## Task requirements
A. Copy the part of the curb detection text starting at "Step 1:: Depth" and ending at "fusion framework [4].".
B. Shorten the paragraph of the curb detection text that begins "Thus, range-visual fusion seems", keeping its main facts.
C. Go on with the curb detection text from its last sentence.

## Page text
Thus, range-visual fusion seems to be a promising approach for robust curb detection. Traditional range-visual fusion methods [2,3] used the detection results from range data to guide the curb searching in the visual image, which have the advantage of enlarging the detection range. However, curb searching in visual images may be unreliable in cluttered scenes, due to the visual properties mentioned above. Therefore, in this work, we propose an alternative approach to more effectively fuse the range and visual data to enhance the robustness of curb detection. In particular, we base our approach on the state-of-the-art range-visual fusion algorithm [4], which can recover a dense depth image of the scene by propagating depth information from sparse range points to the whole high-resolution visual image. With this high-quality recovered dense depth data, our method makes full use of the aforementioned geometric properties of the curbs for robustly detecting curbs in various conditions. Our proposed method roughly comprises following four steps.

Step 1:: Depth image recovery. Provided with the sparse Lidar points and high-resolution camera images, we recover the dense depth image of the dynamic scene based on a filter-based fusion framework [4].

## Given entries
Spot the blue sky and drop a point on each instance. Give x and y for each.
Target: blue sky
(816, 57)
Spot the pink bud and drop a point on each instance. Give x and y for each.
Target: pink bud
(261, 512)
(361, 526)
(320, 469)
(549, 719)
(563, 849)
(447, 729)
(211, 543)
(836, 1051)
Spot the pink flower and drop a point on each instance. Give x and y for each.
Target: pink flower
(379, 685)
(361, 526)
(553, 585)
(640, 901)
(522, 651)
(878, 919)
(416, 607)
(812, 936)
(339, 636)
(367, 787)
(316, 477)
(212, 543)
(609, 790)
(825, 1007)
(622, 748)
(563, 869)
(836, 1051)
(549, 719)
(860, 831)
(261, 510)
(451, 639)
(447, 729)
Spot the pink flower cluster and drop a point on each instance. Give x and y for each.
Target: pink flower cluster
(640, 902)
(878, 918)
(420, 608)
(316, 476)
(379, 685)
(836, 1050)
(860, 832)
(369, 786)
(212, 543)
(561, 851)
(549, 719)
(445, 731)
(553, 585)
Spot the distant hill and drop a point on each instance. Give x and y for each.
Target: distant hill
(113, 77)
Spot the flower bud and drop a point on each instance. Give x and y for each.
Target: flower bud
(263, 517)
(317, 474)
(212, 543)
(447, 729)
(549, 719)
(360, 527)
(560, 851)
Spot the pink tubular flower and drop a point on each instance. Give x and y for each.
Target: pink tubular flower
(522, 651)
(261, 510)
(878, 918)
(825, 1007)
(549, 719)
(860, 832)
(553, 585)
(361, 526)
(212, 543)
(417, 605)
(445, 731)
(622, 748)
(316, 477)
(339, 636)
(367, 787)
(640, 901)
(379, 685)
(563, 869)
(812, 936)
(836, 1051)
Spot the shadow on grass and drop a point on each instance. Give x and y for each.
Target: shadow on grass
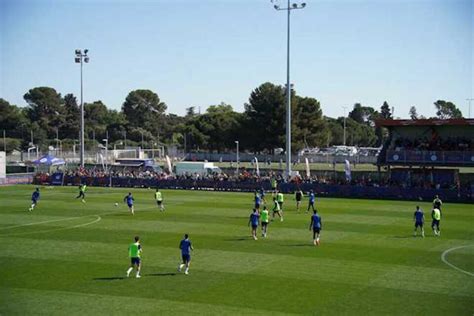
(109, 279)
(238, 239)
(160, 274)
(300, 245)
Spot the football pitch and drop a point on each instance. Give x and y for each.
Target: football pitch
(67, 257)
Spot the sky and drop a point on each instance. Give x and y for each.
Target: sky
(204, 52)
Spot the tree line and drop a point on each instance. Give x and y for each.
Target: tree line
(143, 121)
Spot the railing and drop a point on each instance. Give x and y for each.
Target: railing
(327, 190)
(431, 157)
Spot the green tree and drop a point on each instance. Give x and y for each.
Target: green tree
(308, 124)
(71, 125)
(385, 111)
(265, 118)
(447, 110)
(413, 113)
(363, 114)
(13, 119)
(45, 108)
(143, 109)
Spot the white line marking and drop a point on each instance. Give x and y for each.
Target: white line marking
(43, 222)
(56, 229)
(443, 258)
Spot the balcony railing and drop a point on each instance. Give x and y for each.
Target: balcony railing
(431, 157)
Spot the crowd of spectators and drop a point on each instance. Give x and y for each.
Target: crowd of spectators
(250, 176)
--
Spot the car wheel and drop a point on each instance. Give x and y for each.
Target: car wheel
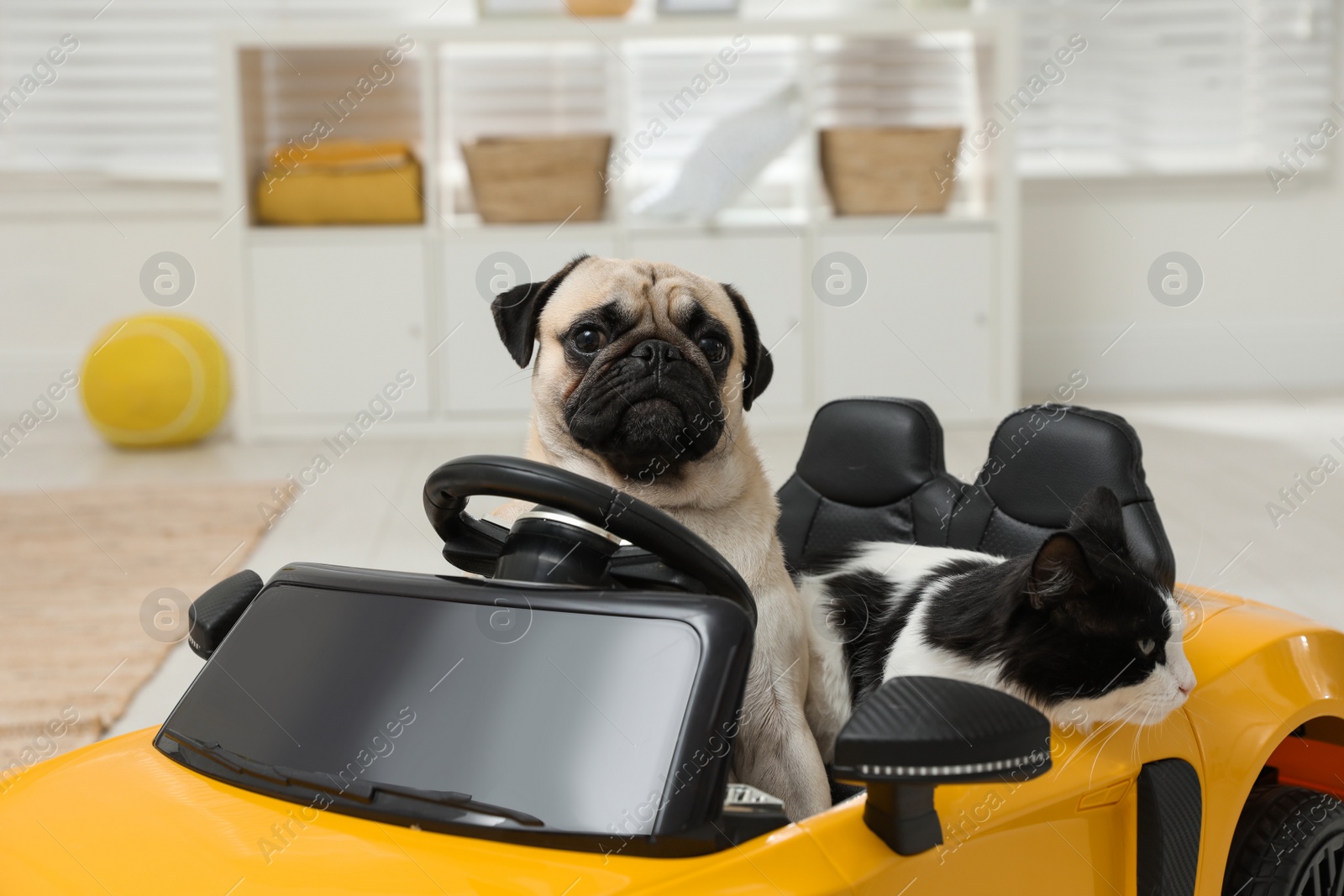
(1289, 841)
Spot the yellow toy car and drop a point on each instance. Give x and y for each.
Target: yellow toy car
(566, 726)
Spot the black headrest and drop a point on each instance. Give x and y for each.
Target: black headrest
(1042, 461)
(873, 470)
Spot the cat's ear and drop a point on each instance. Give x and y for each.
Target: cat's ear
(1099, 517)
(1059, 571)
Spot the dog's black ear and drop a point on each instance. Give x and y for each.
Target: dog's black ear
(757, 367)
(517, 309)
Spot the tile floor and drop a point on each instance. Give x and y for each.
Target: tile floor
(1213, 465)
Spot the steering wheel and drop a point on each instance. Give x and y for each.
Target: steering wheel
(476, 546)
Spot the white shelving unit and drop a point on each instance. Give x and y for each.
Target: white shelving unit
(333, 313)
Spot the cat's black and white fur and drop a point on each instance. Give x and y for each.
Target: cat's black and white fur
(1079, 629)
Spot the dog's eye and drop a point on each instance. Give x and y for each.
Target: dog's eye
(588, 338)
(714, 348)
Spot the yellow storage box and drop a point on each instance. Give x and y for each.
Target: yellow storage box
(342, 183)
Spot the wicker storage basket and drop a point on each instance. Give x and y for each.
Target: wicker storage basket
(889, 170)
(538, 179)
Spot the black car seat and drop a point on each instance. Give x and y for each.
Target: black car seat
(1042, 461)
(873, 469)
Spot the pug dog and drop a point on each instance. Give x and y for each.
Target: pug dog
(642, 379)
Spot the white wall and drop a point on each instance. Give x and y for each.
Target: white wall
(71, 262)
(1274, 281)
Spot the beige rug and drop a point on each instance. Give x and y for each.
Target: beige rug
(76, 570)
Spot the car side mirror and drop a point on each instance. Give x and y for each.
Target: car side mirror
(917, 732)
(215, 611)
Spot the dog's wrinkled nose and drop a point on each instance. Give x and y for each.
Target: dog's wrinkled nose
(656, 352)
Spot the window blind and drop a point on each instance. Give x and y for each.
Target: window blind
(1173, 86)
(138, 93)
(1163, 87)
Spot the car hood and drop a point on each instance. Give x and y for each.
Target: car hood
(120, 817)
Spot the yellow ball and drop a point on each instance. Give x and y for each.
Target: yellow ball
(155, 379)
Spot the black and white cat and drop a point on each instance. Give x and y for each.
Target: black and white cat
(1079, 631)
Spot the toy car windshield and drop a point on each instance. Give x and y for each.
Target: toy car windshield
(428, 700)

## Responses in order
A.
Step 1:: Depth image recovery. Provided with the sparse Lidar points and high-resolution camera images, we recover the dense depth image of the dynamic scene based on a filter-based fusion framework [4].

B. Range-visual fusion is a promising route to robust curb detection. Earlier fusion methods [2,3] used detections from range data to guide the curb search in the visual image. This enlarges the detection range, but the search can be unreliable in cluttered scenes. This work instead builds on the state-of-the-art fusion algorithm [4]. That algorithm recovers a dense depth image by propagating depth from sparse range points across the whole high-resolution visual image. With this dense depth, the method fully exploits the geometric properties of curbs to detect them robustly in various conditions. It has roughly four steps.

C.
Step 2:: Curb point detection. Based on the depth image representation, we propose a filter-based method for surface normal estimation. Using the normal property, curb point features are detected in the normal image row by row.
Step 3:: Curb point linking. As aforementioned, curbs possess the consistency property. To describe this property, we construct a Markov Chain for each road side, where each curb point is represented as a node in the chain and the connection probabilities between nodes are computed based on the consistency degree of the neighboring nodes. The optimal curb paths which link the curb points are thus found by dynamic programming.
Step 4:: Curb refinement and parametrization. For filtering out the outliers, break points are used to cut the obtained optimal curb path into multiple segments. We choose the segment with the maximum probability as our final result, parameterize the curb by using weighted least square fitting, and compute its confidence score by considering both the node probabilities and the accuracy of the model.

A diagram illustrating the above four steps is given in Figure 3.

The major contributions of this paper can be briefly summarized as follows:

To the best of our knowledge, we are almost the first to use the dense depth image, which are obtained by effectively fusing the 3D-Lidar and camera data, for curb detection. The advantages of such data fusion for curb detection are well demonstrated in the experiments.
We propose a novel filter-based method for efficient surface normal estimation, and we show that the normal image can be used to accurately detect curb point features.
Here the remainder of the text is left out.